● **Description of the task**: Starting at the top of the items and stopping after the line with "column 123, row 86", rewrite those lines with every "Response" changed to "Answer" and nothing else altered. Leave the pictures out.

'''

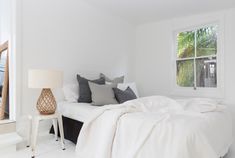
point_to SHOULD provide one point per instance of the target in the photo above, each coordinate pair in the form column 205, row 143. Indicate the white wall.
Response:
column 155, row 46
column 7, row 33
column 71, row 36
column 5, row 20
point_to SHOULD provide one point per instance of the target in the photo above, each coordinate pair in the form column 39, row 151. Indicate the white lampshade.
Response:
column 45, row 78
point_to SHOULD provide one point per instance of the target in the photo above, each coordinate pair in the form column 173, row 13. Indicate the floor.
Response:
column 48, row 148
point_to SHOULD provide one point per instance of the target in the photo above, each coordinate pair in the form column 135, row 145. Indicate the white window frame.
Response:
column 212, row 92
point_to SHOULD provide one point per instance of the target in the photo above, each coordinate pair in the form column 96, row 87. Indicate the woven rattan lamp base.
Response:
column 46, row 103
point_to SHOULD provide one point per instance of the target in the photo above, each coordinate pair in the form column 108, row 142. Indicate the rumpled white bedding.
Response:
column 157, row 127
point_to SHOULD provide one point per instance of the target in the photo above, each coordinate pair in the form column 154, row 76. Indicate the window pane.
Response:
column 186, row 42
column 206, row 72
column 185, row 75
column 207, row 41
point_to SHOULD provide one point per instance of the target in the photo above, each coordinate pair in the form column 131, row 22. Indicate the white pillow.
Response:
column 71, row 92
column 123, row 86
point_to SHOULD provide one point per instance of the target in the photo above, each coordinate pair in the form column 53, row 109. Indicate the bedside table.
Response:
column 35, row 125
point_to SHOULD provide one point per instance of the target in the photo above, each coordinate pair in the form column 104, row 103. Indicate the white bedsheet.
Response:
column 156, row 127
column 76, row 111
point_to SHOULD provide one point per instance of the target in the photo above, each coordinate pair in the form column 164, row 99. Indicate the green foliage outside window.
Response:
column 193, row 44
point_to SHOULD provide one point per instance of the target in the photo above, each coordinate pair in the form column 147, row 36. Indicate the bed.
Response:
column 106, row 129
column 74, row 115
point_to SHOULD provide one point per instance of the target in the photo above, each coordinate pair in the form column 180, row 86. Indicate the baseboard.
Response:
column 7, row 127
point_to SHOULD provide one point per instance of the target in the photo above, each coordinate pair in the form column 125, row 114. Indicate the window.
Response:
column 196, row 58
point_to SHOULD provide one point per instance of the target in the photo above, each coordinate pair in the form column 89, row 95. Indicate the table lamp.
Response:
column 45, row 80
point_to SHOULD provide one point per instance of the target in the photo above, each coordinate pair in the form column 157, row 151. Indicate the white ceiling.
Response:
column 142, row 11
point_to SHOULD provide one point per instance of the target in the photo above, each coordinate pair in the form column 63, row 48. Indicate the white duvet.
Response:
column 157, row 127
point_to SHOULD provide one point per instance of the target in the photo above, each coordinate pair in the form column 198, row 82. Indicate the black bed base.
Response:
column 72, row 129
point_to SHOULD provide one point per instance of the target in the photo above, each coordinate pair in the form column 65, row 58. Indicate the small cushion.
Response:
column 115, row 80
column 84, row 89
column 71, row 92
column 132, row 85
column 123, row 96
column 102, row 94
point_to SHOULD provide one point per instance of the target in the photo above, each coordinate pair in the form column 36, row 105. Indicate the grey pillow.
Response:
column 123, row 96
column 115, row 80
column 84, row 89
column 102, row 94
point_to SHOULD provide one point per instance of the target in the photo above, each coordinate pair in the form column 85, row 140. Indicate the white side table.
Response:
column 35, row 125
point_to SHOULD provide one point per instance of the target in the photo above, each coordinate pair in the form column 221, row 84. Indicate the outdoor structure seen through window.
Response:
column 196, row 61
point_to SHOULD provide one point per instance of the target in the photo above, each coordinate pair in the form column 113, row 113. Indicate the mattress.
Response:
column 76, row 111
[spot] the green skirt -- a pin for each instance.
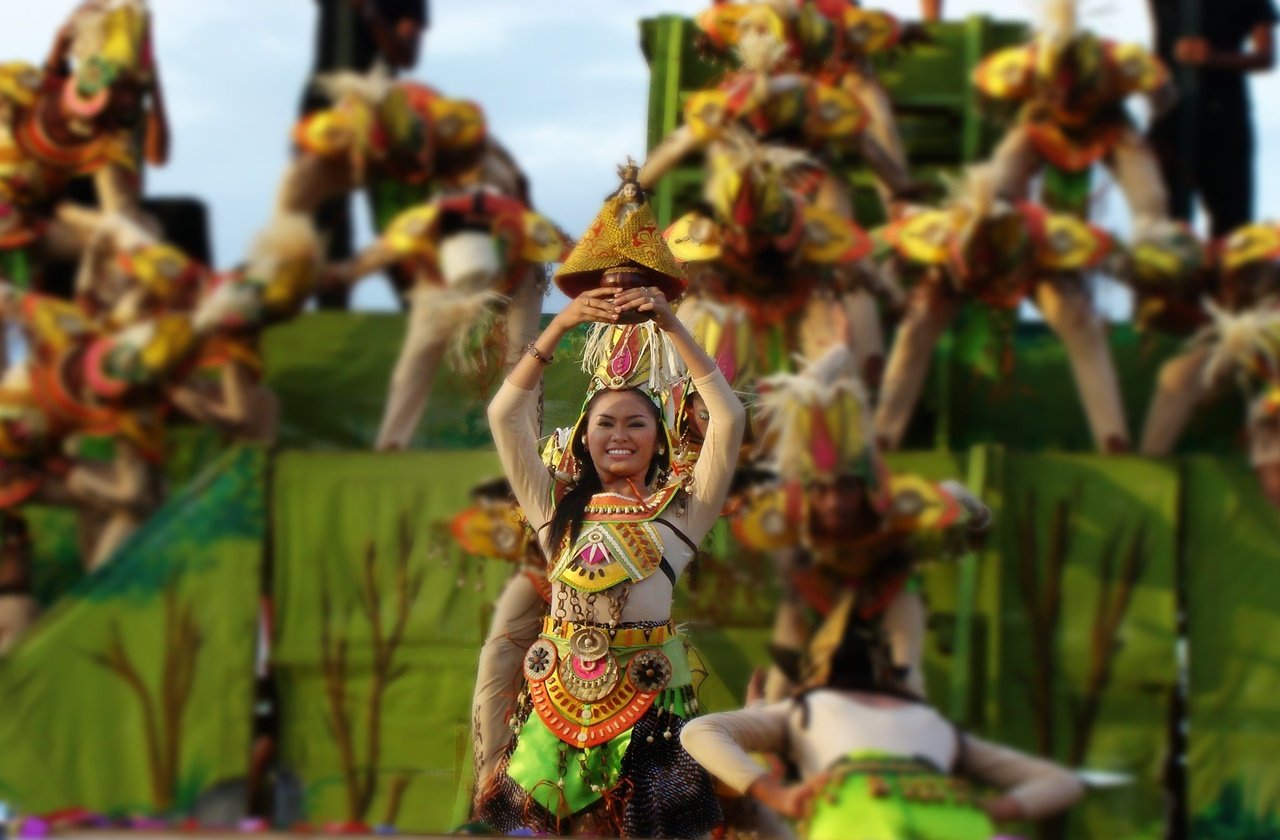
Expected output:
(874, 797)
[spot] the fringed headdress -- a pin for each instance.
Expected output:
(278, 277)
(819, 432)
(629, 357)
(112, 42)
(622, 238)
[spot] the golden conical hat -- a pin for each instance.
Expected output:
(624, 233)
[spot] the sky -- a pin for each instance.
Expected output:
(562, 82)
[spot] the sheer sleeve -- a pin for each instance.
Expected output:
(721, 743)
(718, 459)
(516, 430)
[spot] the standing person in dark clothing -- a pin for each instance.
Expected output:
(1206, 142)
(355, 35)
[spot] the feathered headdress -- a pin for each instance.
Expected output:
(112, 41)
(278, 277)
(624, 236)
(818, 432)
(627, 357)
(1248, 342)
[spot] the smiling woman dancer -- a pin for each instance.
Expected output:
(608, 686)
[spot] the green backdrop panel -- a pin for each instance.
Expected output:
(1232, 579)
(1086, 652)
(330, 370)
(140, 681)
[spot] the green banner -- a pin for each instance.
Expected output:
(1233, 622)
(1083, 661)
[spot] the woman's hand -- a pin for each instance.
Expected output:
(789, 800)
(592, 306)
(648, 298)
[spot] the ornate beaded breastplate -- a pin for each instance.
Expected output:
(618, 543)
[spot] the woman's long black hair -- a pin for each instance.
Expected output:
(567, 516)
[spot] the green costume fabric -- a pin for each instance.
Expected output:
(540, 759)
(876, 797)
(16, 266)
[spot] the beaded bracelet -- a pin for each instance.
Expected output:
(533, 351)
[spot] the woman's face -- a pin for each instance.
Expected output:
(621, 436)
(840, 510)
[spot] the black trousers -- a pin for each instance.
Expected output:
(1219, 168)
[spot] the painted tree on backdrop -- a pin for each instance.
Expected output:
(1041, 585)
(387, 615)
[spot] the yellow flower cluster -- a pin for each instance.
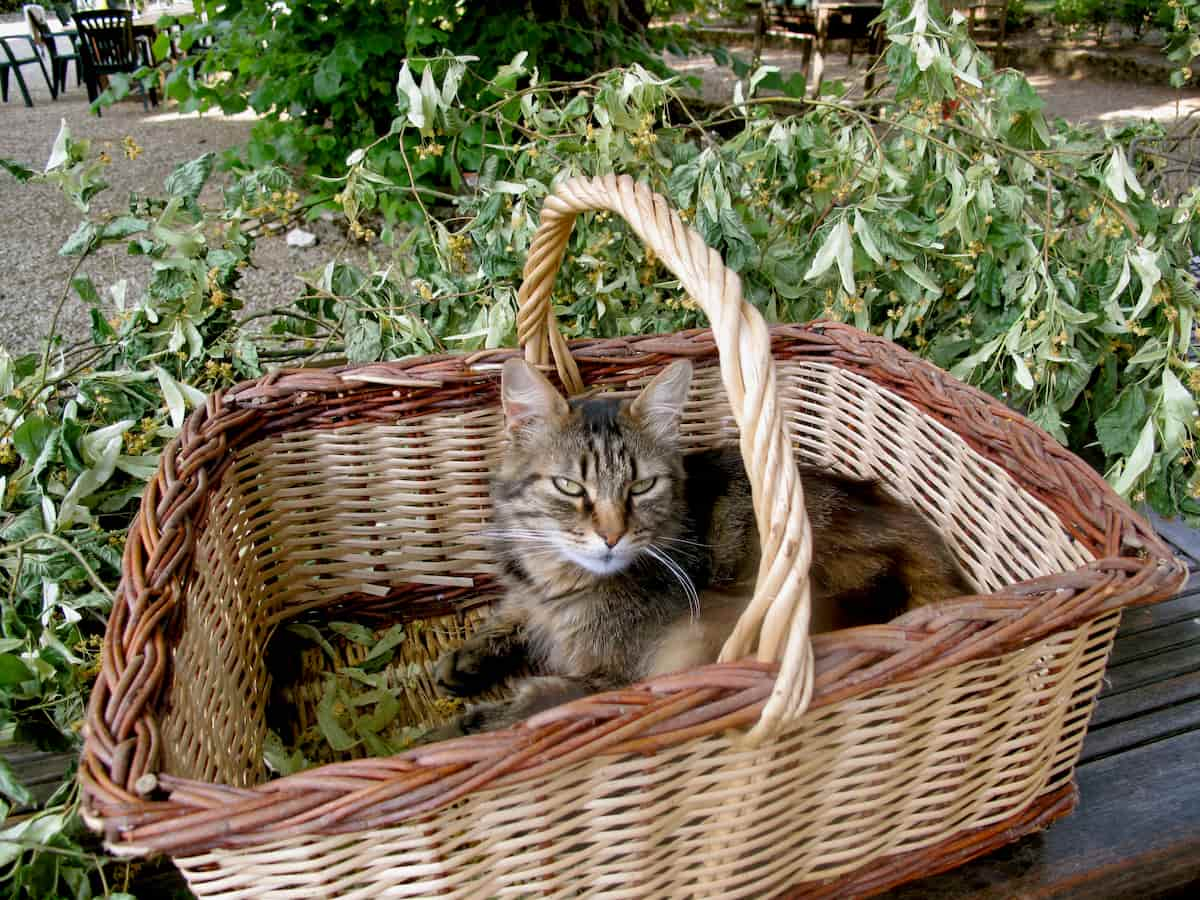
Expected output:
(432, 149)
(460, 246)
(219, 371)
(361, 232)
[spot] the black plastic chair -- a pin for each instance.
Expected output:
(107, 47)
(11, 60)
(60, 57)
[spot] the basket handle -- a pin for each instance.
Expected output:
(781, 607)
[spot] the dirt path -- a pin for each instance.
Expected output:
(1077, 100)
(35, 221)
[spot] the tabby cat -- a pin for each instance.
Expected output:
(624, 558)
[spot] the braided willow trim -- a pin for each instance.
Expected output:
(778, 616)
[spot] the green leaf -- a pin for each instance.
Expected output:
(384, 647)
(312, 634)
(31, 437)
(12, 670)
(327, 83)
(189, 179)
(354, 631)
(327, 719)
(364, 342)
(19, 172)
(1117, 430)
(1138, 461)
(1176, 413)
(11, 787)
(82, 240)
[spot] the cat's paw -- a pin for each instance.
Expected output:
(471, 721)
(462, 672)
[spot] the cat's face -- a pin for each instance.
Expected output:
(591, 485)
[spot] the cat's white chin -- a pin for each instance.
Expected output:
(601, 563)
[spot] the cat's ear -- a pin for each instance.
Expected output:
(659, 407)
(529, 400)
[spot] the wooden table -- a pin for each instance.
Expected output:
(829, 21)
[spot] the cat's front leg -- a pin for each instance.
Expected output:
(532, 696)
(485, 659)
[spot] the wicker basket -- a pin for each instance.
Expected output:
(837, 766)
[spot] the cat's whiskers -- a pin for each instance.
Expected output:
(681, 576)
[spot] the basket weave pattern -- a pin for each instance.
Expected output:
(925, 741)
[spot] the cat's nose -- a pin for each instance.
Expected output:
(611, 537)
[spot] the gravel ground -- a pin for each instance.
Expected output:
(35, 220)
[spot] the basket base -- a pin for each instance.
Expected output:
(892, 871)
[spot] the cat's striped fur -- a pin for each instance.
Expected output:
(624, 558)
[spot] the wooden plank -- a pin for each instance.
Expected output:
(1186, 541)
(1150, 670)
(1180, 609)
(1135, 833)
(1147, 699)
(1140, 730)
(1149, 642)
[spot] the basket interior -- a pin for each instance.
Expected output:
(366, 517)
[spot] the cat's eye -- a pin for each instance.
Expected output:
(571, 489)
(642, 485)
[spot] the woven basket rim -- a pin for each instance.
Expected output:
(121, 741)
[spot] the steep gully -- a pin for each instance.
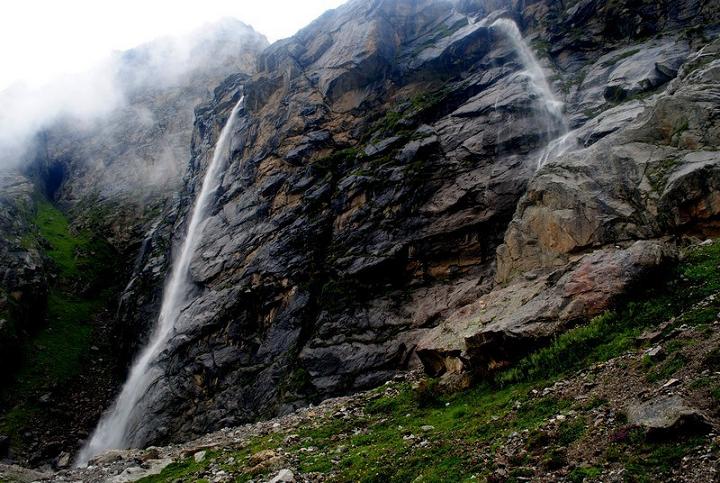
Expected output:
(116, 428)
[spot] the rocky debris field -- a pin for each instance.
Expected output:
(630, 396)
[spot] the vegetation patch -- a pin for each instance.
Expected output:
(54, 355)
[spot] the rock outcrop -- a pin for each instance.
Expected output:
(381, 164)
(23, 286)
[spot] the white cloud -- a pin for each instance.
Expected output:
(56, 56)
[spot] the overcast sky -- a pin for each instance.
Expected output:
(40, 39)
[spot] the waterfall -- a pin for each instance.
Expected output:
(539, 84)
(114, 429)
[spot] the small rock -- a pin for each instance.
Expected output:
(152, 453)
(655, 352)
(4, 446)
(671, 383)
(284, 476)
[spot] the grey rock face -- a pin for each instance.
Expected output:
(667, 416)
(377, 168)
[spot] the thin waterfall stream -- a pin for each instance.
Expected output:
(113, 430)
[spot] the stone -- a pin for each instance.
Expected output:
(667, 416)
(109, 456)
(64, 460)
(199, 457)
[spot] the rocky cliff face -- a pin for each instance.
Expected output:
(62, 348)
(120, 169)
(382, 208)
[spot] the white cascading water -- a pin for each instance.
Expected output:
(112, 431)
(539, 83)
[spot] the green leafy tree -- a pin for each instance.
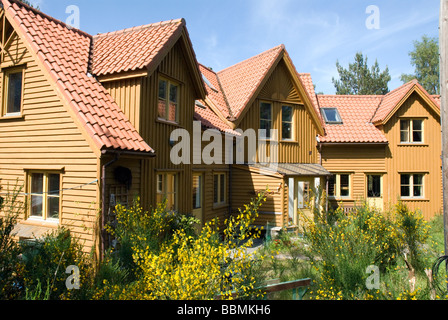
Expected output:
(359, 79)
(425, 59)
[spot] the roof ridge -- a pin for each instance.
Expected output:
(282, 46)
(352, 95)
(46, 16)
(138, 28)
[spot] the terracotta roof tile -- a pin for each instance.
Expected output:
(356, 112)
(308, 84)
(210, 119)
(68, 66)
(116, 51)
(214, 90)
(241, 80)
(391, 99)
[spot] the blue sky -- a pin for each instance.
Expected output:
(316, 33)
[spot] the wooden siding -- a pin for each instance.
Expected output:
(246, 183)
(358, 161)
(418, 158)
(280, 91)
(46, 138)
(126, 94)
(394, 159)
(157, 132)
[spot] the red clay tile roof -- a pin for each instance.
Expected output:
(241, 80)
(307, 83)
(210, 120)
(391, 99)
(65, 53)
(356, 112)
(214, 90)
(116, 51)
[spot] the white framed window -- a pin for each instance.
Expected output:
(13, 91)
(412, 185)
(265, 120)
(167, 190)
(411, 131)
(168, 102)
(44, 195)
(339, 185)
(374, 185)
(219, 188)
(331, 115)
(287, 123)
(197, 191)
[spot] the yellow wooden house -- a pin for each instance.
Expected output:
(87, 122)
(384, 149)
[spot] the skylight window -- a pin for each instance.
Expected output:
(331, 115)
(209, 83)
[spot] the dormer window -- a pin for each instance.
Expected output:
(13, 91)
(331, 115)
(168, 100)
(411, 131)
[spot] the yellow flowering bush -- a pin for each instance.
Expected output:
(342, 248)
(183, 265)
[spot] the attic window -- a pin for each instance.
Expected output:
(331, 115)
(209, 83)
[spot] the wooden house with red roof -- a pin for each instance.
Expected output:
(384, 149)
(266, 92)
(82, 117)
(87, 122)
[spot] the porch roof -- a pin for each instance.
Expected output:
(296, 169)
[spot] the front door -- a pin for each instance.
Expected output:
(305, 187)
(198, 197)
(375, 190)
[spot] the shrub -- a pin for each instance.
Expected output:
(174, 263)
(10, 208)
(46, 259)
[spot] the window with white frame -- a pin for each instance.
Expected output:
(44, 195)
(167, 190)
(219, 188)
(12, 91)
(339, 185)
(412, 185)
(168, 103)
(287, 123)
(411, 131)
(265, 120)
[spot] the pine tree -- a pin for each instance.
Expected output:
(359, 79)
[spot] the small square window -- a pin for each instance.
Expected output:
(411, 131)
(412, 185)
(265, 120)
(287, 123)
(219, 188)
(13, 91)
(331, 115)
(168, 100)
(44, 195)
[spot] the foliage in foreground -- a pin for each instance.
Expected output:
(171, 262)
(345, 248)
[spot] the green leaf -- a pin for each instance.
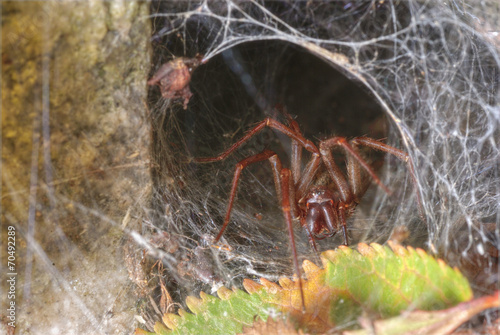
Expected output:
(428, 323)
(374, 279)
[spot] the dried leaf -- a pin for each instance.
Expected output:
(374, 280)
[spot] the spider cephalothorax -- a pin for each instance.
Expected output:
(322, 210)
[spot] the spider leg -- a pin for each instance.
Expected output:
(275, 165)
(296, 158)
(343, 222)
(401, 155)
(335, 172)
(268, 122)
(285, 202)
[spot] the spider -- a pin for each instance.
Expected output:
(304, 195)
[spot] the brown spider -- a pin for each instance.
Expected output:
(174, 76)
(321, 211)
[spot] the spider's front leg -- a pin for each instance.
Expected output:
(276, 167)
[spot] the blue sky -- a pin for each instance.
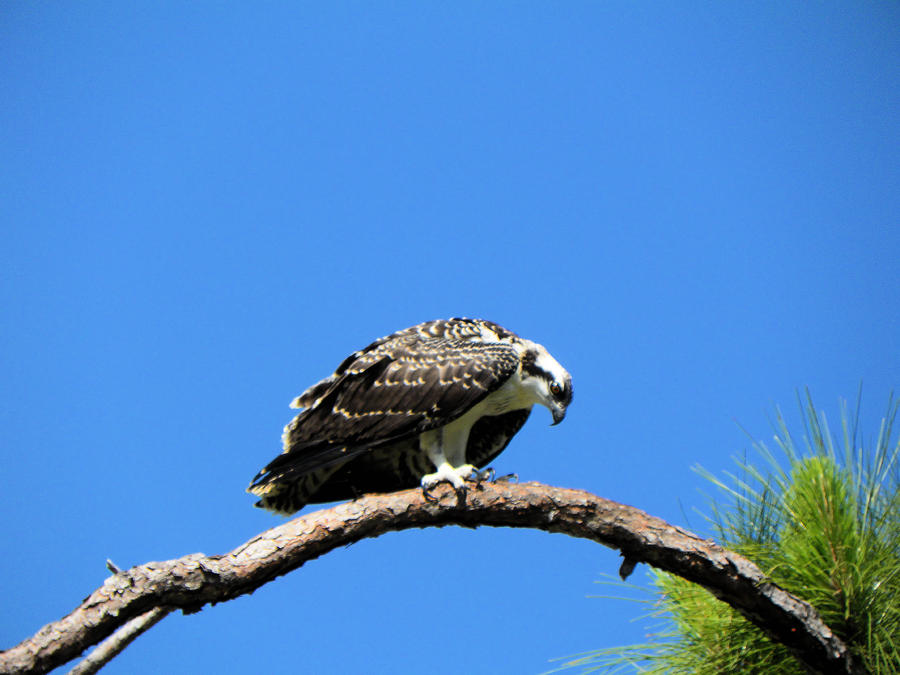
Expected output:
(205, 207)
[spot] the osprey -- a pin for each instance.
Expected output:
(429, 404)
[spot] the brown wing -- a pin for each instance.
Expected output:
(394, 390)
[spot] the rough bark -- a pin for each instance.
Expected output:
(195, 580)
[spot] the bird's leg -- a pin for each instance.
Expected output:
(507, 478)
(446, 470)
(483, 475)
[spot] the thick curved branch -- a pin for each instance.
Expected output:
(190, 582)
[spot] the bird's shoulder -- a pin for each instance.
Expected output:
(463, 350)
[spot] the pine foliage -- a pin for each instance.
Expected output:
(821, 521)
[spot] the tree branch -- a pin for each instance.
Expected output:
(195, 580)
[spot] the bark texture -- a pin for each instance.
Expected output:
(195, 580)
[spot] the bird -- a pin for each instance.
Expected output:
(429, 404)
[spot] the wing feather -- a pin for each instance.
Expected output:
(396, 388)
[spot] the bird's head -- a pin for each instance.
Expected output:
(547, 381)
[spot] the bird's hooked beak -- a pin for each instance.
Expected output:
(559, 414)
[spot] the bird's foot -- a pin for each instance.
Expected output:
(507, 478)
(456, 476)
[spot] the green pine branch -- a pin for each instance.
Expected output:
(822, 519)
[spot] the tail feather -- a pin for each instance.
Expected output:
(288, 496)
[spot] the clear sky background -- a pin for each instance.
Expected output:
(204, 208)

'''

● **The solution**:
point_to SHOULD provide one point per instance of the target in the photo above, each coordinate pair in the form column 205, row 143. Indicate the white wall.
Answer:
column 155, row 46
column 7, row 33
column 71, row 36
column 5, row 20
point_to SHOULD provide one point per instance of the target in the photo above, each coordinate pair in the form column 39, row 151. Indicate the white lampshade.
Answer:
column 45, row 78
point_to SHOULD provide one point per instance of the target in the photo above, each coordinate pair in the form column 173, row 13. Indicate the floor.
Answer:
column 48, row 148
point_to SHOULD provide one point per instance of the target in the photo above, each coordinate pair in the form column 135, row 145. Indicate the white window frame.
Answer:
column 212, row 92
point_to SHOULD provide one point per instance of the target in the photo above, each coordinate pair in the form column 96, row 87. Indicate the woven rattan lamp base.
Answer:
column 46, row 103
point_to SHOULD provide one point per instance of the target in the photo above, each coordinate pair in the form column 108, row 142. Indicate the rumpled white bedding.
Answer:
column 157, row 127
point_to SHOULD provide one point per instance of the target in the photo above, each coordinate pair in the form column 154, row 76. Indicate the window pane.
Answer:
column 186, row 42
column 206, row 72
column 185, row 75
column 207, row 41
point_to SHOULD provide one point per instance of the target in the photo above, each coordinate pair in the form column 131, row 22. Indicate the white pillow.
Answer:
column 71, row 92
column 123, row 86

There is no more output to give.